(Collection entries)
________
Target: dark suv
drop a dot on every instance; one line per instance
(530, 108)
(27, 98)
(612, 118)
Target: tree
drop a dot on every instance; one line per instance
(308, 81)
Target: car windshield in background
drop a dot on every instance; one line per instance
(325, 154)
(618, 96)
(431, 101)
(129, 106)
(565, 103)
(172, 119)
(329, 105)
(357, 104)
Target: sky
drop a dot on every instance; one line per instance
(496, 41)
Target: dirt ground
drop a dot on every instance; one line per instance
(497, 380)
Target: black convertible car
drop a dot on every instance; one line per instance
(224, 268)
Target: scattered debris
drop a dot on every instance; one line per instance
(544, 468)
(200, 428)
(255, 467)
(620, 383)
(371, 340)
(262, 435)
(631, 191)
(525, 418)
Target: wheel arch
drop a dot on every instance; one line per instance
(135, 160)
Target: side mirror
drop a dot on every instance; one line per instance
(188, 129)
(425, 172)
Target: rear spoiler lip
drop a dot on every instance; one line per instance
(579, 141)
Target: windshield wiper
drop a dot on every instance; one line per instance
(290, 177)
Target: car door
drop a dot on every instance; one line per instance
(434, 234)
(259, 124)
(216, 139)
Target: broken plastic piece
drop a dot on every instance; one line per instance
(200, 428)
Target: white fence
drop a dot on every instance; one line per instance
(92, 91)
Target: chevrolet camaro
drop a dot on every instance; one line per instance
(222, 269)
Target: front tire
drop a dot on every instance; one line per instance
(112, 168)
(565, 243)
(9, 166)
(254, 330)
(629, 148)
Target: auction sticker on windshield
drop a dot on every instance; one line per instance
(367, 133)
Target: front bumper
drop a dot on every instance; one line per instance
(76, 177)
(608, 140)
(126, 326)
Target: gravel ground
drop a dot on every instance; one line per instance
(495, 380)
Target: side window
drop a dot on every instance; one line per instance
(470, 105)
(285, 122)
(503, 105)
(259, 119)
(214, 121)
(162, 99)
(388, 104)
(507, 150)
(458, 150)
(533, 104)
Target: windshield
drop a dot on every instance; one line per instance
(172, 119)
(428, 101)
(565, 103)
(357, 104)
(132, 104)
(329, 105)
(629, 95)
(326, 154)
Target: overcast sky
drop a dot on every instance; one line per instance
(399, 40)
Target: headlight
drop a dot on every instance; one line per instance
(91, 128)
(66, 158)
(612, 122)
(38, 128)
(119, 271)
________
▶ Problem requirements: Without leaving anything out, quote all the data.

▶ Solution below:
Target: dark suv
drop a dot on every instance; one line per instance
(530, 108)
(27, 98)
(612, 118)
Target: tree
drop a dot on every instance; one line per instance
(308, 81)
Target: car windshield in background
drop a dot on every instance; one line per instance
(325, 154)
(618, 96)
(431, 101)
(129, 106)
(565, 103)
(172, 119)
(329, 105)
(357, 104)
Target: sky
drop a dot on every instance; one line per instance
(496, 41)
Target: dirt ground
drop a dot on every instance; one line per instance
(497, 380)
Target: black convertible car
drop a dot on every instance; one line per instance
(224, 268)
Target: scattered debris
drop a dot on every instance; one line per instance
(544, 468)
(200, 428)
(255, 467)
(620, 383)
(371, 340)
(262, 435)
(631, 191)
(525, 418)
Target: wheel arch
drop a dot on every instance; one line per instance
(135, 160)
Target: side mirror
drop a dot on every instance; one line per instance
(188, 129)
(425, 172)
Target: rear spoiler lip
drop a dot on every instance; one line per instance
(579, 141)
Target: windshield wiper
drop a dot on every instance; one line per instance
(290, 177)
Target: car door
drop a dot on every instance; one line per instance
(434, 234)
(259, 124)
(216, 139)
Target: broken plastic piece
drop a dot on every instance; one line per instance
(200, 428)
Target: white fence
drop a dot on every instance; one line per instance
(92, 91)
Target: chevrolet camaro
drop a dot on every instance; one line per instance
(222, 269)
Target: front tire
drop a dot on every instance; one line per instance
(112, 168)
(565, 243)
(9, 166)
(254, 330)
(629, 148)
Target: auction sticker on windshield
drop a dot on every instance; one line per instance
(367, 133)
Target: front bumper
drop a dot on every instance; one line per instance
(76, 177)
(608, 140)
(126, 326)
Target: gravel ground
drop a dot on every instance; one line per instance
(495, 380)
Target: side window
drop a dot on every instance; one line per instance
(470, 105)
(285, 122)
(503, 105)
(259, 119)
(214, 121)
(162, 99)
(388, 104)
(507, 150)
(458, 150)
(533, 104)
Target: windshield
drop a dot on every instance; one line per instance
(172, 119)
(428, 101)
(565, 103)
(357, 104)
(132, 104)
(329, 105)
(629, 95)
(326, 154)
Target: overcast sky
drop a dot on every instance; one line per instance
(399, 40)
Target: headlight
drop a dot on every instance; one line per instance
(91, 128)
(66, 158)
(612, 122)
(38, 128)
(119, 271)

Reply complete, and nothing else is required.